Output only this range of the data below: the line that contains "In this photo, where can the shadow" through the final line, both ends included, each retyped exactly.

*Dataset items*

%%

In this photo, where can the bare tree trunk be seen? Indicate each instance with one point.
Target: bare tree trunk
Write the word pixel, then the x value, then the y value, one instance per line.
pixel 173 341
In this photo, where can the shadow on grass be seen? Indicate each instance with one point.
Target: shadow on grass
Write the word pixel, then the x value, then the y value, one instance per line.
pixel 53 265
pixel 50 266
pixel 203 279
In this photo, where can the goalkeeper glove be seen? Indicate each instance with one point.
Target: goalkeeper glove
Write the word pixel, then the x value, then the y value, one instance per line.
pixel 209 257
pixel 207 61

%%

*WRITTEN RESPONSE*
In this photo, where can the shadow on grass be seen? Indicate each instance with one point.
Target: shadow on grass
Write the word pixel, then the x value, then the y value, one instance per line.
pixel 53 265
pixel 50 266
pixel 203 279
In this photo, where can the goalkeeper glove be seen? Indicate each instance with one point.
Target: goalkeeper glove
Write the word pixel, then the x value, then the y value, one instance per line.
pixel 209 257
pixel 207 61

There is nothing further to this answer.